=== Texte extrait ===

Zurich, le 21 juin 2023 – Dans le système de contrats intergénérationnels de l’AVS, il n’est pas seulement nécessaire d’élever et d’éduquer une génération suffisante d’enfants pour qu’ils puissent financer plus tard la génération de leurs parents. Il doit également y avoir un rapport solide et salubre entre la période de perception des rentes et celle de cotisation. C’est ce qui a été fait lors de l’introduction de l’AVS il y a plus de septante ans.
En raison de l’allongement de l’espérance de vie et du faible taux de natalité depuis quarante ans, la proportion de personnes âgées dans la société augmente rapidement. Cela signifie que l’AVS, telle qu’elle est conçue actuellement, aura à l’avenir plus de dépenses que de recettes. Ce déficit représente une dette implicite que quelqu’un devra rembourser à un moment donné.
« Le système dans sa forme actuelle n’est donc ni durable, ni équitable entre les générations. Dans l’intérêt des générations futures, nous devons nous demander quand nous voulons commencer à réduire cette montagne de dettes au lieu de continuer à l’augmenter », explique Veronica Weisser, économiste et experte en prévoyance chez UBS.
Comment assainir l’AVS ?
Une option pour un financement intergénérationnel plus juste de l’AVS serait de relever l’âge de référence. Une étude précédente a analysé la forme que pourrait prendre cette solution et ses effets. Un relèvement de l'âge de référence permet aux personnes de cotiser plus longtemps et donc, finalement, d’alimenter plus le fonds AVS. Ainsi, la progression de l’espérance de vie n’augmente que partiellement la durée de perception des rentes et donc les coûts de l’AVS.
« Le relèvement de l’âge de référence est la seule option de réforme qui puisse préserver la prospérité matérielle de toutes les générations », ajoute Jackie Bauer, économiste chez UBS. La dernière étude d’UBS « AVS 2030 – Scénarios pour les recettes de l’AVS » présente des alternatives possibles au relèvement de l’âge de référence, mais leurs effets sont répartis de manière moins équitable entre les générations. Par exemple, le 1er pilier peut également être assaini par des recettes plus élevées, mais qui pénaliseront avant tout les jeunes générations.
Comment l’AVS est-elle financée ?
Aujourd’hui, près des trois quarts des dépenses de l’AVS sont financées par les cotisations sur les salaires, c’est-à-dire la simple répartition entre salariés et retraités. Le taux de cotisation a dû être augmenté au fil du temps pour couvrir les dépenses. Le taux de cotisation ordinaire est actuellement de 8,7% du revenu brut, les employeurs et les employés en payant chacun la moitié.
Le quart restant provient de sources publiques, dont environ les trois quarts de la Confédération et un quart de recettes fiscales directes. Au cours des huitante dernières années, ce taux de financement a évolué à plusieurs reprises et il est clair depuis un certain temps que l’AVS a besoin de recettes structurellement plus élevées pour pouvoir couvrir ses dépenses.
De combien d’argent supplémentaire l’AVS a-t-elle besoin ?
Afin de combler le déficit de financement de l’AVS sans relever l’âge de référence, ni abaisser les rentes, il faut, dans le modèle de bilan intergénérationnel, agir sur deux leviers : les cotisations salariales et les contributions du secteur public.

=== Extraits de données ===

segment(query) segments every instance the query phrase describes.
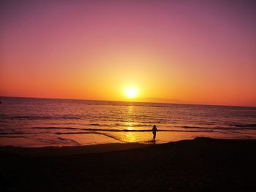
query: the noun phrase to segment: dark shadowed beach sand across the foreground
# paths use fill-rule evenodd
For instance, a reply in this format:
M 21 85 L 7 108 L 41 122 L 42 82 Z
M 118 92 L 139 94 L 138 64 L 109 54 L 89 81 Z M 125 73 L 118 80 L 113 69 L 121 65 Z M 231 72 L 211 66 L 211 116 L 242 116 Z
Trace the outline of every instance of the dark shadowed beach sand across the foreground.
M 256 191 L 256 140 L 0 147 L 0 155 L 0 191 Z

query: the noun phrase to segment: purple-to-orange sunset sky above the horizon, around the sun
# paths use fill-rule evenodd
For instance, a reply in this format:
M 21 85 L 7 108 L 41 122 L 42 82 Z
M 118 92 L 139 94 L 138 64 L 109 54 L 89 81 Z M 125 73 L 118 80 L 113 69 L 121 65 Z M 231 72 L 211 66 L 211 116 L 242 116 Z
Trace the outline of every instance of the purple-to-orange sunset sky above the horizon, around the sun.
M 0 96 L 256 107 L 254 1 L 1 1 Z

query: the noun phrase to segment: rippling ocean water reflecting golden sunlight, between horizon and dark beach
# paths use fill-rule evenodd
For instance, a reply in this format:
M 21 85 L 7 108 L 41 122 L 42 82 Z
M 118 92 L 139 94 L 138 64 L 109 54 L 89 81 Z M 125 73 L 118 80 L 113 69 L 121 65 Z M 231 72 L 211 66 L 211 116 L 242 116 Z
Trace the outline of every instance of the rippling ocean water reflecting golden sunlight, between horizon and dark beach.
M 256 107 L 0 97 L 0 145 L 256 138 Z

===

• _Exercice_
Reprenez le texte sur le financement de l'AVS là où il s'arrête et poursuivez sa rédaction. Les lignes de données n'ont aucun lien avec le texte sur le financement de l'AVS.

• _Réponse attendue_
En 2019, les recettes provenant des charges sociales se sont élevées à 32,5 milliards de francs. Mais, en raison de l'évolution démographique, elles augmenteront, à l’avenir, beaucoup plus lentement que les besoins de financement. « Pour restructurer durablement l’AVS, il faudrait que les recettes qui proviennent des cotisations salariales augmentent en moyenne de 15,5% par an. L’alternative serait que la contribution fédérale, qui s’élevait à environ 9,8 milliards de francs en 2019, soit augmentée de presque 50% pour atteindre environ 14,5 milliards de francs », explique James Mazeau, économiste chez UBS.
Cela signifie que le manque de financement de l’AVS serait comblé par un taux de cotisation de 10,1% ou par une augmentation de la contribution fédérale, c’est-à-dire des ressources générales de la Confédération et de la taxe sur le tabac et sur l’alcool. La part fédérale devrait passer de 20,2% aujourd’hui à 30% des dépenses de l’AVS (cf. le graphique 1).
Qui paie pour l’augmentation des recettes ?
Si les cotisations salariales devaient passer de 8,7% actuellement à 10,1% afin d’assainir l’AVS, une personne avec un salaire de 100 000 francs par an verrait son revenu amputé de 700 francs. Un jeune de vingt ans entrant aujourd’hui sur le marché du travail aurait donc un salaire net de 30 800 francs de moins sur 44 ans de vie active. En outre, les augmentations de salaire seraient moins probables car l’employeur devrait également supporter des coûts salariaux supplémentaires de 700 francs par an. En comparaison, dans ce même exemple, une personne de 55 ans ne perdrait que 7000 francs de revenu net sur le reste de sa vie active.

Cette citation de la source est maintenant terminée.